**Objective:** Reproduce all of the data below word for word, but leave the pictures out.

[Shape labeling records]
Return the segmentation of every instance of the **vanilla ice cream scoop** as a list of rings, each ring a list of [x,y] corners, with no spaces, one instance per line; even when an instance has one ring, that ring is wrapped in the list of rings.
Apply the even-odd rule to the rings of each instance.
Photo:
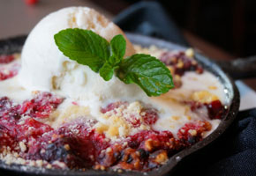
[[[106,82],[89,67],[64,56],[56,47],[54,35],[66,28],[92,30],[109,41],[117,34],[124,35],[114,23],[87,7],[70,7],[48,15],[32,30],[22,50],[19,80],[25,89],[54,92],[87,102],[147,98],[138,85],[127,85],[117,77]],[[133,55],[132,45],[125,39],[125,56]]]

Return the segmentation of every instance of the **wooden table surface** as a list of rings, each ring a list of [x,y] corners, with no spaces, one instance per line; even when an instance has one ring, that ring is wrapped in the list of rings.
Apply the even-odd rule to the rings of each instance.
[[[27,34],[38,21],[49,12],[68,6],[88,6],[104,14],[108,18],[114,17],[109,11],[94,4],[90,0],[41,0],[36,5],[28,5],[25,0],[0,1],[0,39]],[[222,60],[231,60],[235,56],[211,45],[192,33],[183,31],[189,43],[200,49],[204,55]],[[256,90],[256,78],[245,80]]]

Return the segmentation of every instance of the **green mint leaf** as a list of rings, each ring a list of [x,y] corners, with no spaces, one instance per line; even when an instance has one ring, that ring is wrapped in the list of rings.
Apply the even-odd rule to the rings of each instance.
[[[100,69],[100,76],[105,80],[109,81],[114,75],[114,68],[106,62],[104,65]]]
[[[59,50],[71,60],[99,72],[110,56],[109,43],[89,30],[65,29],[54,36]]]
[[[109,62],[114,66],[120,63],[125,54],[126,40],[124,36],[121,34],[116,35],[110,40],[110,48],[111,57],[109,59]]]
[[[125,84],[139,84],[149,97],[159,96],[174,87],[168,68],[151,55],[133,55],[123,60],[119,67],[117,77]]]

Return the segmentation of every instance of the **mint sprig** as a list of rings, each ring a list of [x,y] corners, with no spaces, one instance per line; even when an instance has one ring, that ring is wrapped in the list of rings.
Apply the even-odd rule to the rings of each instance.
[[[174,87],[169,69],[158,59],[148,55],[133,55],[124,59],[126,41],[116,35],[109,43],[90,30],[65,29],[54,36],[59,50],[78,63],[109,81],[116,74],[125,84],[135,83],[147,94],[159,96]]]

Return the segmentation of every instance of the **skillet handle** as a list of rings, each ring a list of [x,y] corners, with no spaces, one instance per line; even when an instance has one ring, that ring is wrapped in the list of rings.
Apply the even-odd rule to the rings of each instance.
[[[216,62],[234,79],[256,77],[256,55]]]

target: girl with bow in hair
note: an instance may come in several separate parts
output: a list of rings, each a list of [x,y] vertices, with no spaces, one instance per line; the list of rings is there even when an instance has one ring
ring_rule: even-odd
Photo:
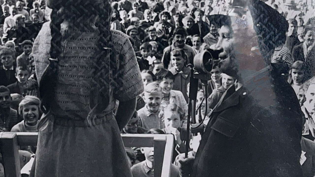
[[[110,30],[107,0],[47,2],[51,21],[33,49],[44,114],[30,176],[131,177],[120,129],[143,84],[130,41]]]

**Complete response:**
Return the segmentation of every instance of the **vanilla ice cream scoop** as a list of rings, each ring a list of [x,y] corners, with no spaces, one instance per line; even when an instance has one ring, that ring is wrapped in the list of rings.
Apply the even-odd rule to the rings of each instance.
Photo:
[[[106,82],[89,67],[64,56],[56,47],[54,35],[66,28],[92,30],[109,41],[117,34],[124,35],[114,23],[87,7],[70,7],[48,15],[32,30],[22,50],[19,80],[25,89],[54,92],[87,102],[147,98],[138,85],[127,85],[117,77]],[[133,55],[132,45],[125,39],[125,56]]]

Return the segmentation of every instance of the **wooden table surface** as a list of rings, each ring a list of [x,y] corners, with no spaces, one instance per line; even when an instance has one ring, that ring is wrapped in the list of rings.
Apply the even-odd rule to the rings of each instance.
[[[27,34],[38,21],[49,12],[68,6],[88,6],[104,14],[108,18],[114,17],[109,11],[94,4],[90,0],[41,0],[36,5],[28,5],[25,0],[0,1],[0,39]],[[222,60],[231,60],[235,56],[211,45],[192,33],[183,31],[189,43],[200,49],[204,55]],[[256,90],[256,78],[245,80]]]

Return the segmentation of every instance of the **green mint leaf** as a list of rings, each ring a list of [x,y] corners, with no spaces, one instance per line; even when an instance has one ring, that ring is wrapped in the list of rings.
Apply the even-odd rule to the rings of each instance.
[[[100,69],[100,76],[105,80],[109,81],[114,75],[114,68],[106,62],[104,65]]]
[[[59,50],[71,60],[99,72],[110,56],[109,43],[89,30],[65,29],[54,36]]]
[[[109,62],[114,66],[120,63],[125,54],[126,40],[124,36],[121,34],[116,35],[110,40],[110,48],[111,57],[109,59]]]
[[[125,84],[139,84],[149,97],[159,96],[174,87],[168,68],[151,55],[133,55],[123,60],[119,67],[117,77]]]

Return the segmentation of every instance of the **mint sprig** as a list of rings, each ring a list of [x,y] corners, with no spaces, one instance per line; even when an instance has one ring, that ring is wrapped in the list of rings.
Apply the even-odd rule to the rings of each instance.
[[[174,87],[169,69],[158,59],[148,55],[133,55],[124,59],[126,41],[116,35],[109,43],[90,30],[65,29],[54,36],[59,50],[78,63],[109,81],[116,74],[125,84],[135,83],[147,94],[159,96]]]

Return the segmentation of every instance of the **skillet handle** as a list of rings, each ring a list of [x,y] corners, with no spaces, one instance per line; even when an instance has one ring, that ring is wrapped in the list of rings.
Apply the even-odd rule to the rings of each instance.
[[[216,62],[234,79],[256,77],[256,55]]]

target: girl with bow in hair
note: an instance may come in several separate parts
output: a list of rings, each a list of [x,y] vertices, with no spaces, one instance per line; the list of rings is there even when an instance has one ring
ring_rule: even-odd
Photo:
[[[110,30],[107,0],[47,2],[51,21],[33,49],[44,114],[30,176],[131,177],[120,129],[143,84],[130,41]]]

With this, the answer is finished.